_Your goal:_
Without any of the pictures, set down the data below exactly.

_Material for this exercise:_
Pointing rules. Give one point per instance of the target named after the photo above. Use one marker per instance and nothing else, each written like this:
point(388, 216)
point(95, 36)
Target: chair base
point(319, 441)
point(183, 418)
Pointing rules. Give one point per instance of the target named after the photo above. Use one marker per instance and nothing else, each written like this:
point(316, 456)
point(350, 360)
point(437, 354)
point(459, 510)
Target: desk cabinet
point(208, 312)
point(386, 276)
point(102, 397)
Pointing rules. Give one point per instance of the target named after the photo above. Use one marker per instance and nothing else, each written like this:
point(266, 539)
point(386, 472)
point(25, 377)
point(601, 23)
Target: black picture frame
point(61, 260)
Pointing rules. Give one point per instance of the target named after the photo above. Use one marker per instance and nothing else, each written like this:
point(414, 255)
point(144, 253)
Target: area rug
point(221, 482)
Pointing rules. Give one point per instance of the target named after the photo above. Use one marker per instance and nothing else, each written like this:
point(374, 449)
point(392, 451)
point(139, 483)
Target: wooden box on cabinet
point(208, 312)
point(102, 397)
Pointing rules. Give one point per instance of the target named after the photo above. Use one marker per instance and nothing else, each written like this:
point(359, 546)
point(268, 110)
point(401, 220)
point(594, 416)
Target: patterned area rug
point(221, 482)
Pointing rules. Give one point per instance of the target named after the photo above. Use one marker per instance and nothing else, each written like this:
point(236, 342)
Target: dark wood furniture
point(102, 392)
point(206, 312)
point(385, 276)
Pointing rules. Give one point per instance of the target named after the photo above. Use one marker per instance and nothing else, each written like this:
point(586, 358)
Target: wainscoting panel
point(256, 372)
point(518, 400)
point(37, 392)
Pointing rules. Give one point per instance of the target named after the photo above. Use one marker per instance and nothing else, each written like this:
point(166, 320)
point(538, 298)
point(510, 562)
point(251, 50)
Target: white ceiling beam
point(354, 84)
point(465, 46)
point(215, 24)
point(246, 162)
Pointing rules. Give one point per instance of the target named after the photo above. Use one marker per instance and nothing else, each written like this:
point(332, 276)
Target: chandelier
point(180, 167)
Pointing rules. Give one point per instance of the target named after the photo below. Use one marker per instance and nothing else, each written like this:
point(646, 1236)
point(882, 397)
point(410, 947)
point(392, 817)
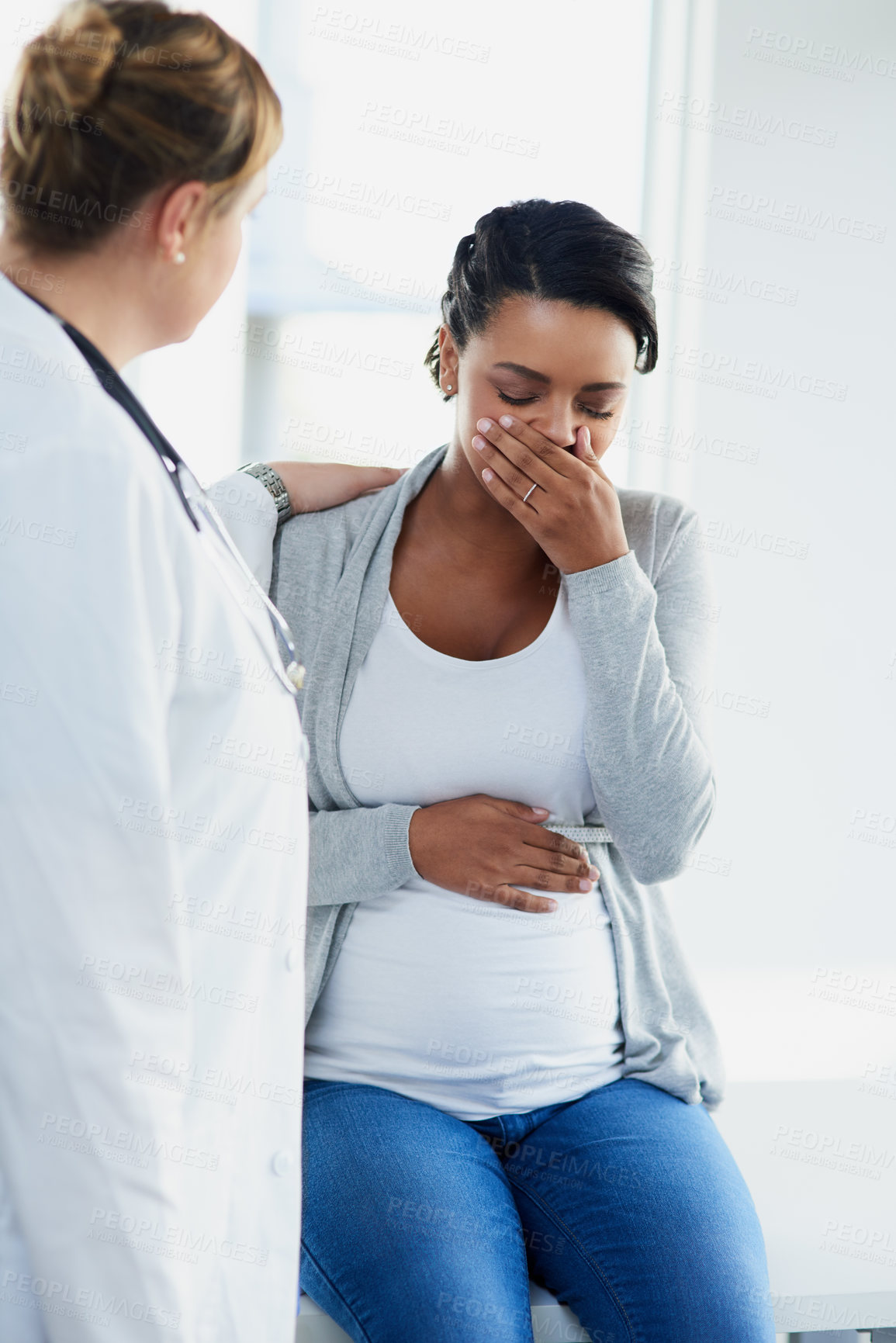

_Reply:_
Pointing rules. Give one point per instance of the target named after the photo above. Use one marker per instance and nothing else, each written like this:
point(388, 216)
point(95, 36)
Target: chair base
point(319, 441)
point(183, 418)
Pointing rules. Give one point per instance of the target named after the photo above. Use one marker per instance and nothing else, each written like this:
point(316, 456)
point(350, 360)
point(437, 354)
point(459, 510)
Target: desk cabinet
point(208, 312)
point(386, 276)
point(102, 397)
Pointing rules. Give one point per instance of the target named after the photo above. Use one marker per instance and nothing else, each written like this:
point(266, 539)
point(386, 472)
point(25, 377)
point(601, 23)
Target: black picture frame
point(61, 260)
Pointing rules. Give one point per instance of the target named after the photo above. Use one marker per instance and nothing else, each written like this:
point(414, 255)
point(144, 253)
Target: area rug
point(221, 482)
Pointing rules. Give one point per instance of the target named after the photo above. Use one marker per instance and nothing else, each written like this:
point(374, 449)
point(392, 451)
point(139, 483)
Target: wooden box on cabinet
point(208, 312)
point(102, 397)
Pointing rules. Give one point per instance of the target named after the photo above. Use one marker per instance and nothing else, each written like this:
point(359, 546)
point(268, 110)
point(401, 220)
point(594, 416)
Target: patterned area rug
point(221, 482)
Pointing rules. Give one point per instance of the target named after the photo above. Use one marker per instance and nothing else, each written like this:
point(236, 342)
Target: dark wood furniture
point(102, 392)
point(206, 312)
point(385, 276)
Pointing rules. Give one point per instance of the target named after the photo above. Use one marker per instance and nothing else, each written like this:
point(586, 358)
Target: wainscoting panel
point(256, 372)
point(518, 400)
point(37, 392)
Pointing rules. Give one point per instance of the target named after the photo above. Use one marker per instance and nothing else, each written like this:
point(166, 320)
point(538, 298)
point(510, 562)
point(251, 50)
Target: white ceiling beam
point(354, 84)
point(465, 46)
point(215, 24)
point(246, 162)
Pointing rules. Give one point per instance of the target named after the photo above. Use one marker per instance and nothing else, each written like this:
point(332, 276)
Target: chandelier
point(180, 167)
Pointing rules. Give one point per instance of the target named after the photo below. Use one marker per instance and nothing else, each written like this:
point(646, 1236)
point(882, 397)
point(410, 947)
point(392, 817)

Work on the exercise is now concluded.